[Dataset rows]
○ ○ ○ ○ ○ ○ ○

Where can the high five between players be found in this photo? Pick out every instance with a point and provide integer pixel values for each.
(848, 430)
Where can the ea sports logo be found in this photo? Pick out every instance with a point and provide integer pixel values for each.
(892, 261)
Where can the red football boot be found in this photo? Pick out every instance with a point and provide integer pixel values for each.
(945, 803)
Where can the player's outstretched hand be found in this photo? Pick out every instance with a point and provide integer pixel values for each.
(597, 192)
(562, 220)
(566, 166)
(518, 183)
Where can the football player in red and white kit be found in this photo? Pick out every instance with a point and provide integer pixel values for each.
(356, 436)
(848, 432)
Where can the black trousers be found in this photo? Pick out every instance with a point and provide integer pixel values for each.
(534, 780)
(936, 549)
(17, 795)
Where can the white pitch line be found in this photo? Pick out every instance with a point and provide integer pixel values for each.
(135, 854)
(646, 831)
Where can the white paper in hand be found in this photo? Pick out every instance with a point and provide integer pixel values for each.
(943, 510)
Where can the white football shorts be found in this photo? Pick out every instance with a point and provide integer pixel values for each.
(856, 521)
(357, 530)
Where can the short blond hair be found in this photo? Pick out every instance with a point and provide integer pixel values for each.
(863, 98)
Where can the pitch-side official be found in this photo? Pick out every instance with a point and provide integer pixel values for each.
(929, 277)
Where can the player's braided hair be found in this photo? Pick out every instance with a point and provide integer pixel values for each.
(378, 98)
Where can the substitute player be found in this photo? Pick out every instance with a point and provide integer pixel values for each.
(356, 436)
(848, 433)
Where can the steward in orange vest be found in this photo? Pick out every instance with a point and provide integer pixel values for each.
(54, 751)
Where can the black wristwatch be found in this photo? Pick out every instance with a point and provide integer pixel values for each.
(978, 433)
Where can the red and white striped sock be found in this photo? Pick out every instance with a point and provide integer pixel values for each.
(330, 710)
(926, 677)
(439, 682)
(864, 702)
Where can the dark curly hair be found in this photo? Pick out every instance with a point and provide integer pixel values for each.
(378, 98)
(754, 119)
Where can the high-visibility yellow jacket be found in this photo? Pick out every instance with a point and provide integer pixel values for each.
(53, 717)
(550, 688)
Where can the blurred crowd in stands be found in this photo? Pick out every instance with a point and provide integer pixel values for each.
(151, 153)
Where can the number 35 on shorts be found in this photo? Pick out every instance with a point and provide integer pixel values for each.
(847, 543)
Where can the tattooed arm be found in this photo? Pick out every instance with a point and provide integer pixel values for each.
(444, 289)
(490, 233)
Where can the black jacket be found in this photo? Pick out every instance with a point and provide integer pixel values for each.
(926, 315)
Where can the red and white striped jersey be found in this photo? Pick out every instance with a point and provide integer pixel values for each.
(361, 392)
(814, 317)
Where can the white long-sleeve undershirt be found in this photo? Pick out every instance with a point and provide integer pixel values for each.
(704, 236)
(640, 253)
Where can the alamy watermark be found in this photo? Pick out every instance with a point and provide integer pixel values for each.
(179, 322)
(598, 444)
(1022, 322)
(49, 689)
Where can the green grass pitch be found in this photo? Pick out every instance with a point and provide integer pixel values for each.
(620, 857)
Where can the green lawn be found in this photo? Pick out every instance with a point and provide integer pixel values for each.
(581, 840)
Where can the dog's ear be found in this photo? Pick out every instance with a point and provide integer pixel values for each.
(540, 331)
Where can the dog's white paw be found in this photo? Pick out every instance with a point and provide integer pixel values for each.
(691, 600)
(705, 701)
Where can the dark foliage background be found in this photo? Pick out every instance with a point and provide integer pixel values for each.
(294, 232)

○ ○ ○ ○ ○ ○ ○

**Written exercise**: Reproduce the listing above word for word, from its first line through its last, changing nothing.

**Solved problem**:
Where can the high five between players be found in this photo? Pick out every instance with a point and provide integer pixel values for each.
(848, 430)
Where can the ea sports logo be found in this photo? Pick out every instance with a point and provide integer pixel values for each.
(892, 261)
Where can the red football boot be found in this photo? Pick out every instance with a point and provide integer pixel values for each.
(945, 803)
Where can the player's outstretched hand be found in this photo? Pick out every instance with a point and provide integer pixel values for each.
(597, 192)
(562, 220)
(566, 166)
(518, 183)
Where can the football player in red and white kit be found in this photo? Pick out every instance with a point and provide integer pixel values for each.
(356, 436)
(848, 432)
Where can the black trousers be found in this photo? Pick out every instance with a point and provide integer pixel values for each.
(534, 780)
(936, 549)
(17, 795)
Where can the white pitch line be found in this photo? Pick out every instance with a point and provide integer pixel values for each.
(135, 854)
(646, 831)
Where can the white paper in hand be found in this photo? Pick out every instance with a point and provide integer pixel values for each.
(943, 510)
Where can the white football shorts be found in this photo? Pick out every instance with a point and provide integer pixel values for each.
(856, 521)
(357, 530)
Where can the short blond hair be found in this photo? Pick out every instance with a point and provide integer pixel values for each.
(863, 98)
Where can the pitch-side official be found in this photo? Pick out every instance with a point and provide integer pixel values for each.
(929, 277)
Where can the player's braided hair be found in this photo? Pick out every instance with a point and provide integer pixel values for each.
(378, 98)
Where can the substitute player be found in this photo? Pick out every instance with a point and provide integer pixel values for each.
(356, 436)
(848, 433)
Where can the steward in orange vest be found in this photo? Pick out every instance with a point and provide integer pixel values for each.
(54, 751)
Where can the black wristwatch be found in this photo? Pick out every instance with a point and provide integer pixel values for each.
(978, 433)
Where can the red and white striped sock be found in this photo? Pick out every instance with a point and provide integer pixel values for each.
(330, 710)
(926, 677)
(439, 682)
(864, 702)
Where can the dark curly hair be found in this photo? Pick out every instance with a point and provide integer pixel values for each.
(378, 98)
(754, 119)
Where can the high-visibility yellow jacket be found in this photo? Pick out every instance with a point and provide integer pixel values for each.
(53, 717)
(550, 688)
Where can the blurred crowd in stands be found in this photo? Pick out every instance with a point and provide integer pixel values for each.
(151, 153)
Where can the number 35 on shorts be found in this photo? Pick out every instance with a point and provide integer pixel values for each.
(847, 543)
Where can the tattooed arm be found in this photo? Pick out every instance with a point and provide integer pixel values for each.
(444, 289)
(490, 233)
Where can the black jacket be found in this photo? Pick out every instance with a point and provide integer pixel values for each.
(926, 315)
Where can the red and white striped jersey be found in this photo? Pick out every instance with a point and provide integer pixel values for each.
(361, 392)
(814, 317)
Where can the white long-sleeve undershirt be found in this photo? Pick out every instance with a point and provide integer pixel values for each.
(704, 236)
(640, 253)
Where can the alamy watermark be found in this photo? Pick out every instance with a point and provide integer pixel values for each.
(179, 322)
(598, 444)
(1022, 322)
(49, 689)
Where can the green grass pitch be found in this photo? Pick out every instance with a point and provide integer pixel values for each.
(620, 857)
Where can the green lawn be found in this photo? Pick out every instance with a point and provide integer pixel values for each.
(581, 840)
Where can the dog's ear be found in this photo? Pick out every instance with a point and provide integer pixel values for each.
(540, 331)
Where can the dog's white paw be found in this photo? Pick out every instance with a point and provide integer pixel values for each.
(691, 600)
(705, 701)
Where can the dark foliage background be found in this photo? Pick out every instance with a point and provide integer pixel values for each.
(294, 232)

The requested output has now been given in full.